SHORT PROBLEM – Rewrite the listing below as a Markdown table with the columns "Row" and "Line", numbering each row and putting one line of the listing in it. Skip blank lines, and leave the pictures out of the table.

Records taken from a collection:
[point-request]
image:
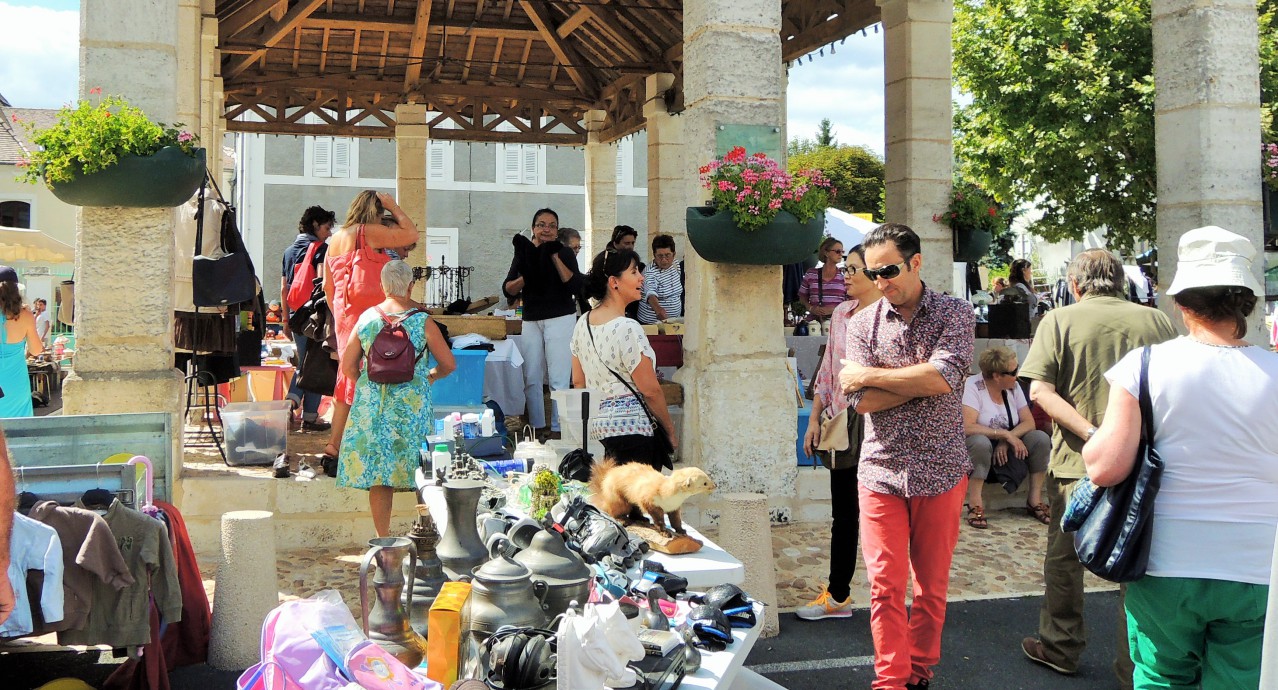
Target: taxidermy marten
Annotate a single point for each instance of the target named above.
(619, 490)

SOLUTION TO THE PROBLEM –
| Row | Line |
|---|---|
| 1 | [point-request] |
| 2 | image: |
| 3 | Target: taxidermy marten |
| 4 | Annotate a single point for each instance of the target named above. |
| 5 | (619, 490) |